Segment Start: DATA

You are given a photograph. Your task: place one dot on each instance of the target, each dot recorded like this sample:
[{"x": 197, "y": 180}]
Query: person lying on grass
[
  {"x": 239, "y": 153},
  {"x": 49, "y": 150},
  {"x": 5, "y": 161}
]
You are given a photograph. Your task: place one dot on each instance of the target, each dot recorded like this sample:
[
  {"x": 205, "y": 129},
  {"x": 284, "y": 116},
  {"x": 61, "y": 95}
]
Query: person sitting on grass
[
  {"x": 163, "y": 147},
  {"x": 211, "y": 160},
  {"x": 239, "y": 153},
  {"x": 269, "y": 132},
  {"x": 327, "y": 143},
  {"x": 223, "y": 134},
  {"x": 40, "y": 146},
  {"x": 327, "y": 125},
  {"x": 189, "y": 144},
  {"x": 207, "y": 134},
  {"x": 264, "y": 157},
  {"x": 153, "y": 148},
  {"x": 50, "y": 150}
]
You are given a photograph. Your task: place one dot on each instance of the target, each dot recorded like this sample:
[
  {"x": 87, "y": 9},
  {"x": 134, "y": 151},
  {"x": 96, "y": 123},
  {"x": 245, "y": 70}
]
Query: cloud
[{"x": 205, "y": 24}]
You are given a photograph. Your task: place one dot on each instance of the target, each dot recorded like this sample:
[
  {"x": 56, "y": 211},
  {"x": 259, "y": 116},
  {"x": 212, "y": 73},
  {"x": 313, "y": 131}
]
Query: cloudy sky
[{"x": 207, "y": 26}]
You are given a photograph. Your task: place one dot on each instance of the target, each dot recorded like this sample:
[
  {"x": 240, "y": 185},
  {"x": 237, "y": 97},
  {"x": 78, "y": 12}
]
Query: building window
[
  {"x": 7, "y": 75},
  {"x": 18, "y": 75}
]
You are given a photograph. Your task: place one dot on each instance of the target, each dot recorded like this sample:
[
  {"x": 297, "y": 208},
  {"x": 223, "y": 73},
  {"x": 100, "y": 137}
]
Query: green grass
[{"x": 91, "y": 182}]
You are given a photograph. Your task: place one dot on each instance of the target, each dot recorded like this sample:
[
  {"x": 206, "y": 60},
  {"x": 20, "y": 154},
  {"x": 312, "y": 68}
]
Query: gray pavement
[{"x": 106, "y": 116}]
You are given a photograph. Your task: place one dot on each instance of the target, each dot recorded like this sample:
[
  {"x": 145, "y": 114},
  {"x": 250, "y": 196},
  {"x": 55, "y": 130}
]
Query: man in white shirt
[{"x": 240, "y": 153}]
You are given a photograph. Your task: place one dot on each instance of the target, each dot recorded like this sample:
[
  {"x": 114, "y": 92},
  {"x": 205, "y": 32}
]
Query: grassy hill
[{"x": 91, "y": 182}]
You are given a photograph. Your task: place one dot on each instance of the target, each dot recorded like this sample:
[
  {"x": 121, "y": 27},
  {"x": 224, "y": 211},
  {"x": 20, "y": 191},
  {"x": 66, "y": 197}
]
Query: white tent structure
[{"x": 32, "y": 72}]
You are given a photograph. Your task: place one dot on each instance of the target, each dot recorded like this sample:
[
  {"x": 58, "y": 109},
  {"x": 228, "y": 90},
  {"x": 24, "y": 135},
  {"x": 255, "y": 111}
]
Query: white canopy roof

Segment End: DATA

### TASK REQUIREMENTS
Write all of the records out again exactly.

### SOLUTION TO THIS TASK
You are given a photograph. Your task: place one dot on each instance of the target, each dot recorded like this sample:
[{"x": 197, "y": 180}]
Query: person lying on grass
[
  {"x": 239, "y": 153},
  {"x": 49, "y": 150},
  {"x": 5, "y": 161}
]
You are given a photograph. Your task: place one dot on each instance of the target, each dot recorded like this sample:
[
  {"x": 205, "y": 129},
  {"x": 284, "y": 116},
  {"x": 61, "y": 95}
]
Query: person sitting on grass
[
  {"x": 163, "y": 147},
  {"x": 211, "y": 160},
  {"x": 239, "y": 153},
  {"x": 269, "y": 132},
  {"x": 327, "y": 143},
  {"x": 223, "y": 134},
  {"x": 40, "y": 146},
  {"x": 327, "y": 125},
  {"x": 189, "y": 144},
  {"x": 207, "y": 134},
  {"x": 264, "y": 157},
  {"x": 153, "y": 148},
  {"x": 50, "y": 150}
]
You are given a photograph. Your task: place one dot on each instance of the target, each dot recorded like this sample:
[
  {"x": 87, "y": 9},
  {"x": 134, "y": 151},
  {"x": 96, "y": 123},
  {"x": 245, "y": 70}
]
Query: cloud
[{"x": 205, "y": 24}]
You are given a photograph. Your task: place one dot on each instance of the target, each dot recorded like this sample:
[
  {"x": 56, "y": 211},
  {"x": 259, "y": 116},
  {"x": 212, "y": 73},
  {"x": 313, "y": 131}
]
Query: cloudy sky
[{"x": 207, "y": 26}]
You are given a photograph. Your task: place one dot on each instance of the target, each dot recorded like this sample:
[
  {"x": 240, "y": 185},
  {"x": 237, "y": 97},
  {"x": 78, "y": 12}
]
Query: building window
[
  {"x": 7, "y": 75},
  {"x": 18, "y": 75}
]
You are given a photograph. Your task: place one dot on each instance of the target, each dot recorded like this sample:
[
  {"x": 297, "y": 208},
  {"x": 223, "y": 73},
  {"x": 100, "y": 137}
]
Query: green grass
[{"x": 91, "y": 182}]
You are given a photograph. Your task: place one dot on each instance of the target, each dot recorded like this sample:
[
  {"x": 206, "y": 60},
  {"x": 20, "y": 154},
  {"x": 312, "y": 68}
]
Query: gray pavement
[{"x": 106, "y": 116}]
You are given a photograph. Your task: place one dot on each instance of the target, each dot recorded like this sample:
[
  {"x": 145, "y": 114},
  {"x": 250, "y": 196},
  {"x": 55, "y": 130}
]
Query: man in white shirt
[{"x": 240, "y": 153}]
You are given a photograph. Your task: place one dot on each instance of the target, each dot recorded like this sample:
[
  {"x": 114, "y": 92},
  {"x": 205, "y": 32}
]
Query: grassy hill
[{"x": 91, "y": 182}]
You are given a photograph. Your task: place one dot on each instance of the target, each dot recorded like this sample:
[
  {"x": 121, "y": 27},
  {"x": 224, "y": 211},
  {"x": 20, "y": 191},
  {"x": 66, "y": 197}
]
Query: white tent structure
[{"x": 32, "y": 72}]
You are given a photograph. Your task: place one dot on each instance of the target, each dot recorded like this sample:
[
  {"x": 58, "y": 109},
  {"x": 228, "y": 90},
  {"x": 24, "y": 135},
  {"x": 255, "y": 111}
]
Query: white canopy roof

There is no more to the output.